Text segment:
-=-=-=-=-

NaNoWriMo: Four Weeks of Marathon Writing

NovemberI heard about nano (National Novel Writing Month) after a decade as an isolated writer. I was already a member of a writers’ forum and had for a year been a dedicated, daily writer.

But 50k words in a month? It still felt like a daunting task.

As November approaches, I’d like to share my experiences and encourage everyone on the fence to give nano a try.

Why Participate? is the place to be every November. Each writer who participates in the challenge signs up with a username, creates a novel for the month, and has an opportunity to select a community based on different criteria. Whether you feel more comfortable with fellow nanos in your age range, or writing in your genre, the community aims to support writers and help them build a network that will continue to provide motivation throughout the remainder of the year. In fact the nano site allows a writer to enter their friends’ names as cabin criteria, meaning you can request to share your workspace with the friends you made in previous years.

While I don’t count nano as my main motivator, I look forward to participating as often as I can. 2011 was my first opportunity and since then, I’ve only missed one nano camp. Three months of the year, my word count is 50k and I get to meet other writers and share in their journeys. Who could complain?

If you’re debating whether to join in this year’s challenge, I wholeheartedly urge you to give it a try and create your username on the site. You’ve got nothing to lose and a whole lot to gain. As a nano veteran, I’ve learned tricks to make the journey feel less daunting from the get-go, so let me share them and hopefully tip the scale.


November can be a month that fills writers with dread, or it can be an exciting journey. The difference probably lies in how we approach the great task of preparing for the marathon. I’m not much of a planner, but this year I’m trying to head into nano with as much as I can muster between now and then. An outline is great, but even if you have no idea where to begin, a concept can be a fine start.

-=-=-=-=-

Records shown:
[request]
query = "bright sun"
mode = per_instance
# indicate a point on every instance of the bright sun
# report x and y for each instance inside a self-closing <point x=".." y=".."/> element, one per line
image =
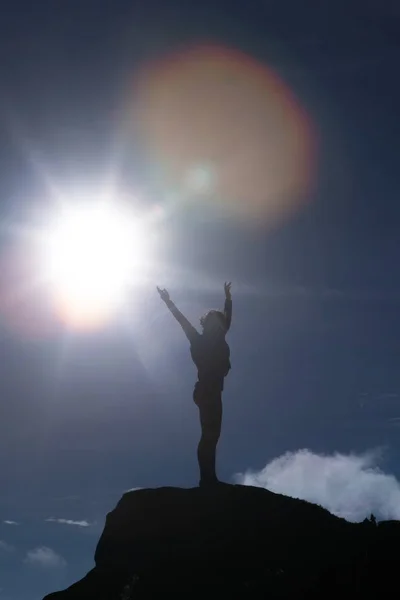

-=-=-=-=-

Task description:
Go on with the post about NaNoWriMo, picking up right after its final sentence. The rows above are separate material and have no connection to the NaNoWriMo post.

The output:
In the days that lead up to November 1, try and organize some time, a couple hours a day when you can find the time to write without distraction. In a world of jobs, families, social media, prime time TV and video games, it can be hard to find the time that nano demands. Some of us find it at 2am and others set up a structured schedule, forfeiting some other activity for four weeks. My only recommendation on that front would be to make it fun and not give up too much, whether that means too much of your sleep, or your only free time to unwind in the evening with your family. Writing doesn’t get easier when we stress out and chain ourselves to our laptops attempting to squeeze out more words before passing out.

Many libraries offer write-ins for nano, and if you might benefit from that kind of structure and atmosphere, I’d encourage you to check with your local community library. Nano posts a list of advertised events. For those writers in rural communities, or where libraries offer no such programs, consider planning a private write-in, or ask some online forum friends to join you in a weekend word count competition.

Anything you can do to make the writing easier and more enjoyable, will help you in the long run. And for the benefit of first-timers and veterans alike, nano sends motivational and instructional emails frequently, to help you along the trek.


Some people watch the clock strike twelve midnight on the first of November, and begin typing with a fury. Others crack open their laptop sometime on the second or third and look at their rough notes, wondering where to begin their story. Whether you open nano like a shepherd-mix with a pillow spot on the bed, or a terrier that found a toy still containing stuffing, pacing yourself is essential.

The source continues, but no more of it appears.